INSTRUCTIONS TO FOLLOW -
Write out the records word for word, with no pictures.

[Dataset rows]
======

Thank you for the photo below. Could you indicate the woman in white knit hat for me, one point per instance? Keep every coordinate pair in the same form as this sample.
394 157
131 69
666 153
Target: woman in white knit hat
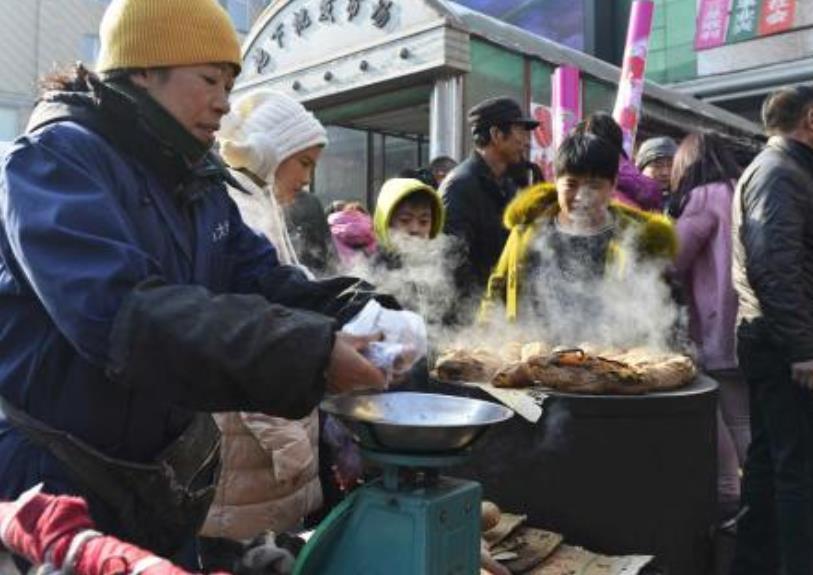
271 143
269 479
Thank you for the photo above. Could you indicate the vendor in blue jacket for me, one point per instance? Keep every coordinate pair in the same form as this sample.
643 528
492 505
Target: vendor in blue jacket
133 299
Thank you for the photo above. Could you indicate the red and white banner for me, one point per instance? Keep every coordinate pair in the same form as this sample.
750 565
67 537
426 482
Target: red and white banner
542 148
712 23
776 16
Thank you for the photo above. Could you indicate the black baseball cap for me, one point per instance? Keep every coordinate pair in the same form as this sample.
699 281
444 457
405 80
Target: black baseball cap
498 111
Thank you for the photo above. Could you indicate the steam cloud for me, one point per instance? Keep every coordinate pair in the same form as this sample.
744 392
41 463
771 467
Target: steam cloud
618 311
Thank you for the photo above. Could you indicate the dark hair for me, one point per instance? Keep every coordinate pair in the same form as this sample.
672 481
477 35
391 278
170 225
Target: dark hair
603 125
482 135
702 158
421 174
583 154
783 110
442 163
72 79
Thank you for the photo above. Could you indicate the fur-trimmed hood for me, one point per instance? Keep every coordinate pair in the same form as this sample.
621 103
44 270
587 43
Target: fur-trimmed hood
656 236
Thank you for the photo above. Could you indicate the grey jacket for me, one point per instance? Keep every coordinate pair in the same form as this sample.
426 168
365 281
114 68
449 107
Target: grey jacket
773 247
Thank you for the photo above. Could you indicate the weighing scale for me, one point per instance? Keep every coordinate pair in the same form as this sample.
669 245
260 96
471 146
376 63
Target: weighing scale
411 520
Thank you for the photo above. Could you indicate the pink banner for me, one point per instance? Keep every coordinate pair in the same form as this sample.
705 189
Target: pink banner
542 149
712 23
627 109
777 16
566 101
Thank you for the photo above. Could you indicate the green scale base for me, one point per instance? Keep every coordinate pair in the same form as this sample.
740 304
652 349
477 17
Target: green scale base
427 525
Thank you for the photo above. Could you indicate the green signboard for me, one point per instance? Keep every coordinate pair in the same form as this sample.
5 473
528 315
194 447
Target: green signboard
743 24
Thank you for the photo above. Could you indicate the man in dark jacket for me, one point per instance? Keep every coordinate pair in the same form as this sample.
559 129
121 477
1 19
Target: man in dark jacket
133 298
476 193
310 233
773 273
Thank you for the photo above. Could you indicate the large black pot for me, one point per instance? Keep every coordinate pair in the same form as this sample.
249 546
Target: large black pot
614 474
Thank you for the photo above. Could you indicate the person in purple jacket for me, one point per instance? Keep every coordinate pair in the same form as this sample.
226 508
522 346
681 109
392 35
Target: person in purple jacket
632 188
703 177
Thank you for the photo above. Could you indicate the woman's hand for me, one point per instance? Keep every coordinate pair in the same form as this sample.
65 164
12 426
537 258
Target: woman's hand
348 369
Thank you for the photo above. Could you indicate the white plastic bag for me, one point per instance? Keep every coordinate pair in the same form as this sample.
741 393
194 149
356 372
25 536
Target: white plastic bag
404 337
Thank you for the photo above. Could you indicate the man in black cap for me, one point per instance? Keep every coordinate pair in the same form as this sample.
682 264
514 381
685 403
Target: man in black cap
478 190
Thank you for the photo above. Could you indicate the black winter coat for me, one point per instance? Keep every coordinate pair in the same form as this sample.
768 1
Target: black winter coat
475 201
773 247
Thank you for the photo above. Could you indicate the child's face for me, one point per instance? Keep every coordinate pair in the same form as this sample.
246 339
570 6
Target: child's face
583 200
412 220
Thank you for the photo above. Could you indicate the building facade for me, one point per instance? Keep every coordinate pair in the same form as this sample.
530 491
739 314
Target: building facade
732 52
392 80
729 52
39 36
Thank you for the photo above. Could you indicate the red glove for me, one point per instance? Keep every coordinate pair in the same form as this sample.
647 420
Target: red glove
47 529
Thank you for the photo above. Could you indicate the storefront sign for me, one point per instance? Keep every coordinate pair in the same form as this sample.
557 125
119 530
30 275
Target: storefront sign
300 19
542 148
777 16
744 20
729 21
712 21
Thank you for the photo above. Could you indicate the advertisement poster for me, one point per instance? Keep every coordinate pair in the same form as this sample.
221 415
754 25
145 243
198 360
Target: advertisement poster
712 24
559 20
744 21
728 21
777 16
542 148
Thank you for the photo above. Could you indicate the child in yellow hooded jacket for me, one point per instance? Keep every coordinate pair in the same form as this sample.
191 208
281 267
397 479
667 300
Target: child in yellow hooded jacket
572 230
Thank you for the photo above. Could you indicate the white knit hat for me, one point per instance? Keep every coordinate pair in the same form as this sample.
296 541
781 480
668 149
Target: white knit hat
264 129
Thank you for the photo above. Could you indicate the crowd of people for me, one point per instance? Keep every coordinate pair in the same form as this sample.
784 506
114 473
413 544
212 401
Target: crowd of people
162 259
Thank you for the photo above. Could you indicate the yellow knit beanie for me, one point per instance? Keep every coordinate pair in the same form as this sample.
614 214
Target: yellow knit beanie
163 33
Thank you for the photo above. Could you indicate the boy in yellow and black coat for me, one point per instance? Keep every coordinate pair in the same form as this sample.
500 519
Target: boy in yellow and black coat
573 231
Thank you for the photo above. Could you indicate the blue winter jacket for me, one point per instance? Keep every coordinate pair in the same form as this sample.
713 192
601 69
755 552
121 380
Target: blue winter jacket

======

RESULT OF THIS TASK -
Thank you for the photo below. Could you indicate the woman in white knit hat for me, one point per instance? Keep every coordinate pair in the same form as this sample.
394 157
131 69
666 153
Target: woman in white knit hat
271 143
269 479
Thank you for the photo above. Could you indicate the vendor in blue jacket for me, one point per instance? Keep every coordinate pair in the same form as this sample.
643 528
492 505
Target: vendor in blue jacket
133 299
Thank you for the photo above. Could you indicate the red and white banner for me, one point per instance? Keep every coordinate pair in the same form as this sample.
750 565
67 537
426 482
Target: red and white banner
542 148
712 23
776 16
Thank you for the photo above. Could you indicate the black baseball cap for me, one point per instance? Keep every coordinate pair in the same form as this sample.
699 281
444 457
405 80
Target: black baseball cap
498 111
Thank you for the photo above. Could you indicate the steam cloud for me, one point per instance? Keep every coordinate pair in the same form as this sample.
744 392
41 463
771 467
Target: steam cloud
618 311
Thank you for the photo above. Could you indicate the dark hair for me, one point per instance? Keep every coordinate pair in the same form as this sample.
672 481
477 35
391 278
170 225
Target: dark hair
603 125
482 135
702 158
421 174
583 154
783 110
442 163
72 79
Thank you for the photo above. Could you indicate the fur-trimmed hood for me, one point per instance? Keep every coordinate pair in the same form as this sample.
621 103
44 270
587 43
Target: fur-trimmed hood
656 236
Thank you for the photo above. Could you indicate the grey jacket for me, one point per instance? Keep every coordinate pair in the same form as this sample.
426 168
365 281
114 68
449 107
Target: grey jacket
773 247
Thank you for the photo above. Could you indicate the weighing scale for me, one point per instance? Keep every coordinate pair in the same form as this sample.
669 245
260 96
471 146
376 63
Target: weighing scale
411 520
Thank you for the photo above. Could you indicate the pink banner for me, one point per instance? Keep every coordinate pair in the same form as this sample.
705 189
Target: pink banner
542 149
712 23
627 109
777 16
566 101
Thank you for the photo above. Could you indicate the green scale base for me, one point per instance? Keep every coordinate pair in the same form as this sample.
740 304
652 349
477 17
Target: green scale base
427 525
Thank you for the photo above. Could you indicate the green signboard for me, one point per instance? Keep every coordinate pair in the same form as this sample.
5 473
528 315
194 447
Target: green signboard
743 24
Thank you for the photo above. Could you indicate the man in dark jacket for me, one point per instance? Keep every coordinate pair in the same form as this sample.
559 129
121 477
1 19
Target: man in dark jacket
133 298
476 193
310 233
773 273
Thank you for the photo above. Could you indicate the large black pot for me, one point per instance? Keep every coordinate pair in the same form as this sample.
249 546
Target: large black pot
614 474
Thank you for the photo above. Could you indicate the person in purple jacket for me, one point per instance? Keep every coordinate pair in the same form as this sample.
226 508
522 346
681 109
392 35
Target: person in purple jacket
632 188
703 177
Thank you for the photo above. Could you indicate the woman's hand for me, one point per instance? Keep every coordinate pair in the same form as this sample.
65 164
12 426
537 258
Target: woman's hand
348 369
Thank you for the photo above. Could you indicate the white plastic bag for me, one point per instance? Keep every coordinate pair in the same form as this sample.
741 393
194 149
356 372
25 536
Target: white plastic bag
404 337
Thank you for the photo above. Could you indicate the man in black cap for me, one point per instance? Keep every coordinate pair in the same form as this sample.
682 264
514 381
685 403
Target: man in black cap
478 190
Thank you for the photo above. Could you indicate the black winter coat for me, one point per instance? Keep every coordinate pair in the same form as this sample.
768 1
Target: black winter coat
475 201
773 247
Thank you for the photo above. Could you indicate the child's face for me, one point per instance? Keep every coordinate pair in the same form as this sample.
246 339
570 6
Target: child's face
583 200
412 220
Thank you for the photo above. Could you indicate the building facade for me, one point per instance? Keep every coordinate pair in the same form as this sample.
530 491
739 314
Target: building facade
732 52
392 80
729 52
39 36
Thank you for the photo above. Could you indicate the red glove for me, one point per instance? Keep every coordinate pair in the same form as this sample.
647 420
Target: red glove
47 529
Thank you for the photo above. Could you indicate the storefront sign for me, one point per instance? Keep every coordinate pair in the same form as this sample.
557 125
119 530
30 275
Target: storefront sign
300 19
542 148
777 16
744 20
729 21
712 21
Thank you for the photo above. Could you indicate the advertisement poster for me, one point per instance? Keep every coordinate pair in the same form as this sample.
221 415
754 25
145 243
198 360
Target: advertisement poster
712 24
559 20
744 21
728 21
777 16
542 148
Thank you for the photo above. Could you indicate the child in yellow hooded jacket for me, one point per instance? Keep every coordinate pair in the same form as this sample.
191 208
281 267
397 479
667 300
Target: child in yellow hooded jacket
572 230
Thank you for the photo above. Could you indicate the white knit hat for me, one point per instance? Keep every coordinate pair in the same form as this sample.
296 541
781 480
668 149
Target: white knit hat
264 129
Thank you for the photo above. Could you indicate the crowd of people for me, one point per instance? Keep every coordinate pair in the same form as this sample.
784 506
114 473
413 544
212 401
Target: crowd of people
162 259
Thank you for the photo above. Could you indicate the yellow knit beanie for me, one point per instance? Keep every coordinate pair in the same form as this sample.
614 214
Target: yellow knit beanie
163 33
Thank you for the photo above. Could you indicate the boy in yellow and black coat for me, one point per instance? Keep every coordinate pair in the same form as this sample.
500 519
Target: boy in yellow and black coat
573 231
Thank you for the photo above. Could you indicate the blue winter jacket for me, one point per instance? Keep every coordinate pair in the same form as this sample.
713 192
601 69
755 552
121 380
Target: blue winter jacket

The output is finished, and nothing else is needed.